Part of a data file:
◇ ◇ ◇ ◇
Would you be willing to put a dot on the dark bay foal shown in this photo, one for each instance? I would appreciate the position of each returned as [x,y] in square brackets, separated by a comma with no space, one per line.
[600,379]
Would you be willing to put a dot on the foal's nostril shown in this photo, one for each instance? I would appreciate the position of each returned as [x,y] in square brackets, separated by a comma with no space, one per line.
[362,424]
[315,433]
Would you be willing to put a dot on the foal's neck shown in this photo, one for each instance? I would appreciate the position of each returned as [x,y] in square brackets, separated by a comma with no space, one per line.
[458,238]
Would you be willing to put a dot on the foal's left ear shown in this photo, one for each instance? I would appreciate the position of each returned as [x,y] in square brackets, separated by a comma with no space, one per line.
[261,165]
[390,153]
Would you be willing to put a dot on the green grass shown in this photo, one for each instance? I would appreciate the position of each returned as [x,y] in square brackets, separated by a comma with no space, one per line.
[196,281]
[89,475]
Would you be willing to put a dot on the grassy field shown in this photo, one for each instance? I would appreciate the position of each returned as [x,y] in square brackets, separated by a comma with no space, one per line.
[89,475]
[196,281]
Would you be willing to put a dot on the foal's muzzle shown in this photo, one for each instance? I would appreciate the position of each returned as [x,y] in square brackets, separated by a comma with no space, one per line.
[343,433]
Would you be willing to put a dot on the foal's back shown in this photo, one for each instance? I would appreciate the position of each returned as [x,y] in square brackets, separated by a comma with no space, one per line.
◇ ◇ ◇ ◇
Extract every record and return it verbatim.

Would you be willing to put a dot on the dark bay foal shown in this photo, one for each instance? I would appreciate the position of each returned as [x,y] in square brackets, separated by a comma with no space, one per line.
[600,379]
Would you be willing to put a dot on the foal's nostril shown in this photo, one for each instance? I would appreciate the position of each returned as [x,y] in square brackets, separated by a comma with no space, one per line.
[362,424]
[315,433]
Would you be willing to put a dot on the foal's neck shown in this photo, one for each instance? I would appreciate the position of each returned as [x,y] in square brackets, separated by a comma with no space, one per line.
[458,238]
Would you be willing to put a dot on the foal's left ear shown in this photo, one for each instance? I would appreciate the position of each returned as [x,y] in square brackets, separated by a comma with no space, one per line.
[261,165]
[390,153]
Would you be willing to put a dot on the green grass shown in this photo, one for each instance? I would appreciate the position of each returned as [x,y] in square brackets, separated by a comma with no space, one per line.
[196,281]
[89,475]
Would you be willing to put a dot on the grassy field shown in this photo, one for each instance? I would appreciate the position of each returned as [x,y] in square brackets, separated by a comma with no space, one per line.
[89,475]
[196,281]
Would you be willing to put a dot on the foal's muzzle shown in this photo, one for each instance? I would appreciate the position of each returned as [x,y] in square brackets, separated by a comma with no space, one per line.
[343,433]
Would you be willing to put a dot on the foal's back shown in this photo, one for each instance? I would appreciate the position of each returned as [x,y] in square brackets, separated by a comma with no space, one per line.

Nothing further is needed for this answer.